-- start of RECORDS TO USE --

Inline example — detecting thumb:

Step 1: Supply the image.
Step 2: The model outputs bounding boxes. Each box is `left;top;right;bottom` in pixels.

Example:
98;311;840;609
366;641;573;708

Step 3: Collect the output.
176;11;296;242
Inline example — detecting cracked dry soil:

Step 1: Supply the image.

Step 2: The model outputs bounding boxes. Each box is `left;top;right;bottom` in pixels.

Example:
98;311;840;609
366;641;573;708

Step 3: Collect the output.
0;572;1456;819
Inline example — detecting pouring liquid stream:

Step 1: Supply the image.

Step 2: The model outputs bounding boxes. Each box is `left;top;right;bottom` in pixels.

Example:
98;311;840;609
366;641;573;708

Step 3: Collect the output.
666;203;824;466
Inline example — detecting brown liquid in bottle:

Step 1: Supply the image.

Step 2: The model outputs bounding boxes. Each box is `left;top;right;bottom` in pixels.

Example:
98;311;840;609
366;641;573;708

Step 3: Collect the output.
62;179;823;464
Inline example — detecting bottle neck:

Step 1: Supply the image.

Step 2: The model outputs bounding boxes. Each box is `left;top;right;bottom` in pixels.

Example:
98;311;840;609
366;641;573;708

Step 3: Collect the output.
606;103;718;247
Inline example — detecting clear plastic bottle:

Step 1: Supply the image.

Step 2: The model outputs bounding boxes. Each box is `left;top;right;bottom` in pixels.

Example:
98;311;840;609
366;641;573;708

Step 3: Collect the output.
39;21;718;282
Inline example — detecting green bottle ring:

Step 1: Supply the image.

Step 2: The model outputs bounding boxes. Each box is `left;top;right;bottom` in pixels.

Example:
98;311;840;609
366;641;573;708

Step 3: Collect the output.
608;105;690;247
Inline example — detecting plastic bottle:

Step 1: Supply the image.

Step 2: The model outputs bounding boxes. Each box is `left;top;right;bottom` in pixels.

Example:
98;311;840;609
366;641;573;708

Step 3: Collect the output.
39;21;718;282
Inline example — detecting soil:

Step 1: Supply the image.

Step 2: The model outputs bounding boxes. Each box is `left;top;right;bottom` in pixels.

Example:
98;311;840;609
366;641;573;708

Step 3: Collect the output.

-- end of RECORDS TO USE --

_EXERCISE OBJECTIVE_
Please recast all the rows above as one JSON list of strings, one string per line, leaving out the blank lines.

_FULL SOLUTION_
[
  "Inline example — detecting thumb:",
  "Step 1: Supply the image.",
  "Step 2: The model outputs bounding boxes. Each box is `left;top;right;bottom` in pixels.",
  "Example:",
  "98;311;840;609",
  "366;641;573;708",
  "Step 3: Collect the output.",
  "176;11;296;242",
  "Inline example — detecting cracked dry soil:",
  "Step 1: Supply the image.",
  "Step 2: The model outputs bounding boxes. Each box is `left;top;right;bottom` in pixels.",
  "Example:",
  "98;311;840;609",
  "366;641;573;708",
  "Step 3: Collect the output.",
  "0;572;1456;819",
  "Inline example — detecting pouring liquid stream:",
  "Step 1: Supply the image.",
  "Step 2: The model outputs bounding boxes. Each box is `left;top;right;bottom` in pixels.",
  "Example:",
  "98;311;840;609",
  "366;641;573;708",
  "Step 3: Collect the output.",
  "666;203;824;466",
  "Inline example — detecting brown liquid in bottle:",
  "Step 1: Supply the image.",
  "Step 2: The model outputs bounding boxes. Each box is `left;top;right;bottom` in pixels.",
  "Example:",
  "98;311;840;609",
  "366;641;573;708",
  "Step 3: Collect the output.",
  "62;179;823;464",
  "Inline example — detecting bottle neck:",
  "Step 1: Supply the image.",
  "Step 2: The model outputs bounding boxes. Each box is `left;top;right;bottom` in pixels.",
  "Example:",
  "98;311;840;609",
  "366;641;573;708",
  "Step 3: Collect the output.",
  "606;103;718;247",
  "Inline example — detecting clear plastic bottle:",
  "Step 1: Supply the image.",
  "Step 2: The model outputs bounding boxes. Each box is `left;top;right;bottom` in pixels.",
  "Example:",
  "98;311;840;609",
  "366;641;573;708",
  "Step 3: Collect the output.",
  "39;21;718;282",
  "Inline example — detecting green bottle ring:",
  "Step 1: Supply the image.",
  "Step 2: The model outputs bounding boxes. Each box is `left;top;right;bottom` in pixels.",
  "Example:",
  "98;311;840;609",
  "366;641;573;708",
  "Step 3: Collect the output.",
  "608;105;690;247",
  "Inline example — detecting plastic bottle:",
  "Step 1: Supply the image.",
  "Step 2: The model outputs bounding boxes. Each box is `left;top;right;bottom` in pixels.",
  "Example:",
  "98;311;840;609",
  "366;641;573;708",
  "Step 3: Collect the output.",
  "39;21;718;282",
  "Inline example — detecting soil:",
  "Step 1: Supply the image.",
  "Step 2: The model outputs bounding boxes. Each box is `left;top;right;bottom` in pixels.",
  "Example:",
  "98;311;840;609",
  "366;641;573;708",
  "Step 3: Collect the output."
]